A second sorting algorithm – and one that is commonly taught because of its ease of programing – is the bubble sort. It runs in O(n^2) or quadratic time.

The bubble sort is an example of an algorithm that is implemented using two nested – one inside of the other – repetition structures. Two nested loops, running in O(n^2) time, is an example of a quadratic time algorithm.

Polynomial Time:

An algorithm is polynomial time if the number of steps to run the algorithm is O(n^p).

Polynomial Time

 The quadratic time algorithms are members of a set of algorithms know as polynomial time algorithms or O(n^p) where p > 0 is a constant.
Any algorithm that is polynomial time or faster is considered operational. That is it can be programmed and for increasingly large amounts of data can still be run to completion. This may appear paradoxical since there is not upper bound on p. Clearly there is a difference between a O(n^3) algorithm and one that is O(n^{100}). And there is, but they both will run to completion.
The issue – and a reason for our interest in algorithmic complexity – is that of algorithms that run in non-polynomial time.

Exponential Time

A common issue confronting all of us is security. Let us start with a simple example. A combination bicycle lock takes four digits. Since there are ten possible digits for each there are 10^4 = 10,000 different combinations. A computer algorithm to crack this would only need to try 10,000 different combinations.
But what if instead of four digits we require eight? Then the growth in the number of steps to crack the lock just increased to 10^8 = 100,000,000 different combinations.
The growth in the number of combinations that the computer would need is an example of exponential complexity. In this case it is O(10^n). The general form for exponential complexity is O(b^n) where b is an unspecified constant.
It is the challenge of exponential complexity that can make computer passwords more secure. While many companies require passwords to be a minimum of eight characters with mixes of upper and lower case, numerical digits, and characters, these passwords still come under the cutoff for a fast computer to crack – and are of course very difficult to remember.
The alternative may not be to make the password more complicated by mixing letters and characters, but simply to make it longer. If the only requirement is that the password be at least twenty characters long, then there are 26^{20} = 2\times10^{28} different passwords. And while twenty is not actually all that long the exponential complexity of a brute force attack makes it difficult to break.

_Dataset records:_
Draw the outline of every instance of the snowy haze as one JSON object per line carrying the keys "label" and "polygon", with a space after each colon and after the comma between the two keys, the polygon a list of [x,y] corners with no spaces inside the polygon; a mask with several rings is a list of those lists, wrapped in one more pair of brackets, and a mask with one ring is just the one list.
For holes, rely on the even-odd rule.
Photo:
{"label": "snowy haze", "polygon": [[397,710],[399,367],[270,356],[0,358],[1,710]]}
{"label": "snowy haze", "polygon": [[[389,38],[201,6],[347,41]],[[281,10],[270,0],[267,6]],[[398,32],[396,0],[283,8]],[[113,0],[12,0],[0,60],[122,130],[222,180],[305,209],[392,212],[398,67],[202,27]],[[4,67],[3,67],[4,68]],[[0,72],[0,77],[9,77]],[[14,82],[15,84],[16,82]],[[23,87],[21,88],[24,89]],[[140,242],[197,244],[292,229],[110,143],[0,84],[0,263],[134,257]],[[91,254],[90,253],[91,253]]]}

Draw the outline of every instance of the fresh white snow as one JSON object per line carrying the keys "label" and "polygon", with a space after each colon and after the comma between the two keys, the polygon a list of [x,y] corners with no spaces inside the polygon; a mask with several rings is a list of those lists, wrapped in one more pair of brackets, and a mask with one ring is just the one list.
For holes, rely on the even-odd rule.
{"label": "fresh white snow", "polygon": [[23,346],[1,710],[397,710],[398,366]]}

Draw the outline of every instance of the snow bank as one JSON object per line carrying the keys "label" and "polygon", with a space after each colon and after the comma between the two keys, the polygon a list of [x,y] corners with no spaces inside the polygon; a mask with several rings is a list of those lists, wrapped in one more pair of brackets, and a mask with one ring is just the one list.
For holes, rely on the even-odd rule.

_Requests:_
[1] From the rows, pull out every line that contains the string "those".
[2] Continue the passage on algorithm running times, starting after its last sentence.

_Answers for the tasks:_
[1]
Draw the outline of every instance of the snowy haze as one JSON object per line carrying the keys "label" and "polygon", with a space after each colon and after the comma between the two keys, the polygon a list of [x,y] corners with no spaces inside the polygon; a mask with several rings is a list of those lists, wrapped in one more pair of brackets, and a mask with one ring is just the one list.
Draw the outline of every instance of the fresh white snow as one JSON object per line carrying the keys "label" and "polygon", with a space after each colon and after the comma between the two keys, the polygon a list of [x,y] corners with no spaces inside the polygon; a mask with several rings is a list of those lists, wrapped in one more pair of brackets, and a mask with one ring is just the one list.
Draw the outline of every instance of the snow bank as one JSON object per line carrying the keys "label" and "polygon", with a space after each colon and after the comma between the two keys, the polygon a list of [x,y] corners with no spaces inside the polygon; a mask with several rings is a list of those lists, wrapped in one more pair of brackets, and a mask with one ring is just the one list.

[2]
Another example of an exponential time algorithm is the recursive Fibonacci function. This algorithm is O(2^n). We will look at this in chapter 8.
If n is small, a O(b^n) algorithm can be completed. But recognize that for each addition data point the number of steps increases by a multiple of b. This rapidly increase in the time makes any algorithm with a much more data completely unusable.
But while an exponential time algorithm is unusable for all but the smallest data sets, there is a common time complexity that it even worse.

Factorial Time

Traveling Salesman Problem:

Given that there are n cities with known distances between each city, what is the shortest possible route that a person can visit each city and return their starting point? The Traveling Salesman Problem – TSP – is a common example of a factorial time algorithm.

There is a famous problem in which a traveling salesman must visit n cities. The goal is to find the path that connects all of them that has the minimum distance. The brute force approach is to start a city then go to every city, recording the distance. You then move to a new starting city and repeat this, continuing on until you have travelled from every city in the network to every other city. If there are n cities then this algorithm will take n\cdot n-1\cdots 2\cdot 1 = n! steps. As such the algorithm is O(n!) known as factorial time.
The complexity – or running time – of an algorithm is important not for what it tells us about the actual number of steps, but for when it tells us that an algorithm is unusable. While polynomial time algorithms may appear to be inefficient – O(n^{50}) is a polynomial time algorithm – they can still be coded and run to completion given a reasonable amount of time. So even as the amount of data increases the number of steps also increase but not so fast that the time grows out of control.
In reality, an algorithm that is O(n^{50}) is an outrageous number of steps but it is still polynomial time. The reality of programming is that in engineering it is unlikely that we would ever have a polynomial algorithm that is slower than O(3^n). This would be the complexity if you have three loops nested one in inside of the other. You might have this if you were programming a finite element analysis in three space.
While polynomial time algorithms tend towards O(n^2) and possibly O(n^3), there are common models that go beyond the polynomial time into exponential and factorial time algorithms. Unless the size of the data set is extremely small the amount of time that these algorithms would take to run to completion would often be beyond our abilities – for even the fasted computers. As a result there are many non-polynomial algorithms in which active research is to develop an alternative that will run in polynomial time. Until that time, if you know the algorithm is exponential or factorial it is probably best to step back and look for an alternative model.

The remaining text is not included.